__The problem__: Could each record be restated word for word?
▶
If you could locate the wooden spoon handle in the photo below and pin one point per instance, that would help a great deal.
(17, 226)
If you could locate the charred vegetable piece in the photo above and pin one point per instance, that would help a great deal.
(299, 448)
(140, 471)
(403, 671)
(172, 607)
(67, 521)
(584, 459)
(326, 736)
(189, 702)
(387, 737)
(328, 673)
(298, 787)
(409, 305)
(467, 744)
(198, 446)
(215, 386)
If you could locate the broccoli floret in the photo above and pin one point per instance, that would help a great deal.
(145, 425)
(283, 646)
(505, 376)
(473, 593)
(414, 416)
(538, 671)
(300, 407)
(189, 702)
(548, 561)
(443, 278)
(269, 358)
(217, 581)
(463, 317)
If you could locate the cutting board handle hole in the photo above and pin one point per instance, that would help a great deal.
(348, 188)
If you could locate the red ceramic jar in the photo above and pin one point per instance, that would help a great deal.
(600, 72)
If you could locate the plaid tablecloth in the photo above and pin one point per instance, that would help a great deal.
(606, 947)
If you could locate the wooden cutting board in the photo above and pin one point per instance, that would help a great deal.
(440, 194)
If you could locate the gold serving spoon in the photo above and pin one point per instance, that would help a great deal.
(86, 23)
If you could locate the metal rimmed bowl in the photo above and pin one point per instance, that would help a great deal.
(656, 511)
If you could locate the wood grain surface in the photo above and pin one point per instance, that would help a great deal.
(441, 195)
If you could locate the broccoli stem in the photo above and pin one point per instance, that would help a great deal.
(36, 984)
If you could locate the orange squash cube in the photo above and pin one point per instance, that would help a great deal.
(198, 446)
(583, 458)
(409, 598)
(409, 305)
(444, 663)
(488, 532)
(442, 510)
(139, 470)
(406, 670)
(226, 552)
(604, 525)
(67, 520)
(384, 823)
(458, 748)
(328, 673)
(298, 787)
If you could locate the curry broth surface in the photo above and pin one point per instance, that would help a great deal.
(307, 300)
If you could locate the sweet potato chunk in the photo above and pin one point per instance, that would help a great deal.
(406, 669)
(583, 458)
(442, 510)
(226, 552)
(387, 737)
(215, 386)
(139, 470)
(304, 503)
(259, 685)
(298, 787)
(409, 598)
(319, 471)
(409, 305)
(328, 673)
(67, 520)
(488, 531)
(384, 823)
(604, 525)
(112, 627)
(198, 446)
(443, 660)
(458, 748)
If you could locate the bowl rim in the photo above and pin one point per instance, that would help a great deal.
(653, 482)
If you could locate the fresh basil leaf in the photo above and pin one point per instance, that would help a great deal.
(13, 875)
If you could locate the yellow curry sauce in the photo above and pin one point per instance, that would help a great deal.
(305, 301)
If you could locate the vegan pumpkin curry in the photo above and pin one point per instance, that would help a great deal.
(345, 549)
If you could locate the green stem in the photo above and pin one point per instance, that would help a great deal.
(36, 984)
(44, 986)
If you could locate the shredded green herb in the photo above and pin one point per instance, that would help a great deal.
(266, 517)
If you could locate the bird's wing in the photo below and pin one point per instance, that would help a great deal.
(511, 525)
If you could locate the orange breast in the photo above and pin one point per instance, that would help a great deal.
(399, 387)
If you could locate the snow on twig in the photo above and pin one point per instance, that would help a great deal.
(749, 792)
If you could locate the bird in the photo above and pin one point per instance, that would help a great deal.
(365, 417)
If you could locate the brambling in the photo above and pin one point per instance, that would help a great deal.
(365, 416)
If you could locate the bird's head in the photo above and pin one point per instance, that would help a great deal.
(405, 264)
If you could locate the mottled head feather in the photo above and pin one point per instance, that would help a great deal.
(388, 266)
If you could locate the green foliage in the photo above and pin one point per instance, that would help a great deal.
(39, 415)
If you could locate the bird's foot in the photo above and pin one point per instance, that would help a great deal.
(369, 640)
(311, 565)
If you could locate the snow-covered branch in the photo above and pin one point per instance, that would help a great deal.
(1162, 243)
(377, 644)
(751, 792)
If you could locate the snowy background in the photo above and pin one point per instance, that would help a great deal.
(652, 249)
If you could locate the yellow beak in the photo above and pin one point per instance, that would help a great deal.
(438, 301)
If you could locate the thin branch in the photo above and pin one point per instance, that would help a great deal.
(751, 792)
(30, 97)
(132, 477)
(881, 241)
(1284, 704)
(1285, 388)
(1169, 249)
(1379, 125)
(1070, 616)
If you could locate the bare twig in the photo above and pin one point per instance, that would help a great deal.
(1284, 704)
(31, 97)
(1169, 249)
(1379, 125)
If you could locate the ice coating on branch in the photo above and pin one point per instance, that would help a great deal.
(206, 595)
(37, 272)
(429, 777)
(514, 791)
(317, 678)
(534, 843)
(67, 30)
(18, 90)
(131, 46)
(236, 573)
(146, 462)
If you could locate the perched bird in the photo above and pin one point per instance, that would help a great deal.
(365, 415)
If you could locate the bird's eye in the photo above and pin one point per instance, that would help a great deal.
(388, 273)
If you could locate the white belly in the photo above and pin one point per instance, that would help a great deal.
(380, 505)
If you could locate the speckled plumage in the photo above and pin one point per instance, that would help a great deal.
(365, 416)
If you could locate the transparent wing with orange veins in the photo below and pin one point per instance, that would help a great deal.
◀
__Result below__:
If you could locate the wooden spoon handle in the photo below and pin one point per instance, that would help a great deal.
(17, 226)
If you could locate the charred vegetable piece in the photo above and pin one point per instance, that would help a great deal.
(299, 448)
(140, 471)
(403, 671)
(172, 607)
(67, 521)
(584, 459)
(326, 736)
(189, 702)
(387, 737)
(328, 673)
(298, 787)
(409, 305)
(467, 744)
(198, 446)
(215, 386)
If you could locate the broccoli floret in the photo above and pin one point per instance, that would help a great deal.
(145, 425)
(283, 646)
(505, 376)
(473, 593)
(414, 416)
(538, 671)
(300, 407)
(189, 702)
(548, 561)
(443, 278)
(269, 358)
(217, 581)
(463, 317)
If you could locate the cutting board handle hole in the photo above and pin one point per instance, that would help a great deal.
(348, 188)
If you could locate the red ceramic jar in the photo above and pin one point per instance, that would help a great deal.
(600, 72)
If you could locate the plaid tablecloth in the photo above and pin one point per instance, that would help a great deal.
(606, 947)
If you could locate the wooden cutting board in the photo above and pin one point per instance, that would help a great deal.
(440, 194)
If you could locate the gold serving spoon in the photo above and pin one point per instance, that would help a great deal.
(86, 23)
If you could locate the metal rimmed bowl in the photo above and pin one point per instance, that would help a great deal.
(656, 511)
If you could locate the wood grain surface in the photo above and pin one point per instance, that would help a great deal.
(441, 195)
If you could locate the broccoli stem in the photo above and pin one point per instance, that would help a great deal.
(36, 984)
If you could locate the orange squash cube in the photo above and pin one point per instance, that would help a great deal.
(198, 446)
(583, 458)
(409, 598)
(409, 305)
(444, 663)
(488, 532)
(442, 510)
(139, 470)
(406, 670)
(226, 552)
(604, 525)
(67, 520)
(384, 823)
(458, 748)
(328, 673)
(298, 787)
If you could locate the curry broth surface in the photo above and pin one point per instance, that would help a great deal.
(307, 300)
If you could locate the sweet potato chunk in the photo above and pin one point per instance, that would help a great deal.
(406, 669)
(583, 458)
(442, 510)
(226, 552)
(387, 737)
(215, 386)
(139, 470)
(304, 503)
(259, 685)
(298, 787)
(409, 598)
(319, 471)
(409, 305)
(328, 673)
(67, 520)
(488, 531)
(384, 823)
(604, 525)
(112, 627)
(198, 446)
(443, 660)
(458, 748)
If you could locate the bowl rim in the photo above and pin one point per instance, that would help a great deal.
(653, 482)
If you could locate the fresh basil leaf in the photo above and pin one point per instance, that would help a great deal.
(13, 875)
If you could locate the yellow curry sauce in the photo above and pin one point per instance, that would help a great deal.
(305, 301)
If you could locate the vegan pumpkin curry in the photo above and pin one point per instance, that would help a great deal.
(345, 549)
If you could locate the green stem in the photo above and pin one point per instance, that would help a great deal.
(36, 984)
(44, 986)
If you could locate the shredded green herb in the photo above and pin one point per instance, that would help a great deal.
(266, 517)
If you could locate the bird's wing in the photo below and pin one point per instance, that would help a great deal.
(511, 525)
If you could locate the orange breast in the photo above and pin one point per instance, that would help a great deal.
(399, 387)
If you could locate the snow on twig in the photo above and pin one point per instance, that would help a great deal.
(749, 792)
If you could locate the bird in the photo above and pin one point per instance, that would help a great deal.
(365, 417)
If you could locate the brambling in the photo above and pin one point per instance, that would help a great deal.
(365, 416)
If you could locate the bird's head in the photo above and pin one point per instance, that would help a great deal.
(405, 264)
If you could locate the mottled head feather in the photo above and pin one point per instance, that would help a great deal.
(388, 266)
If you could locate the green foliage in the photo above and pin one point per instance, that would help a great deal.
(39, 415)
If you could locate the bird's foot in the photo above and pin one point per instance, that would help a great deal.
(369, 640)
(311, 565)
If you could locate the snow-covered branch in the photo above and pin one point per instance, that would help a great deal.
(1162, 243)
(377, 644)
(751, 792)
If you could locate the snowy background in the photo above and pin one point per instance, that would help a great deal.
(652, 249)
If you could locate the yellow beak in the photo above and pin one point per instance, that would help a great deal.
(438, 301)
If you could locate the thin branch in the photo above and pin one point per instance, that would help a great deal.
(751, 792)
(30, 97)
(132, 477)
(881, 241)
(1284, 704)
(1285, 388)
(1169, 249)
(1379, 125)
(1070, 616)
If you could locate the bare twig in the photo above and pin one point per instance, that would help a great deal.
(1284, 704)
(31, 97)
(1169, 249)
(1379, 125)
If you could locate the ice coating on branch in the photo above and pin one point per instance, that would help a great deal.
(206, 595)
(37, 272)
(429, 777)
(514, 791)
(317, 678)
(534, 843)
(67, 30)
(18, 90)
(131, 46)
(236, 573)
(146, 462)
If you could locate the perched bird in the photo above and pin one point per instance, that would help a great deal.
(365, 415)
If you could locate the bird's eye in the photo above and pin one point per instance, that would help a great deal.
(388, 273)
If you could locate the white belly in the photo above and pin one point per instance, that would help a great deal.
(380, 505)
If you could locate the speckled plumage in the photo above and pin one point per instance, that would help a great deal.
(365, 416)
If you could locate the transparent wing with orange veins in the photo below and pin one point per instance, that would help a great deal.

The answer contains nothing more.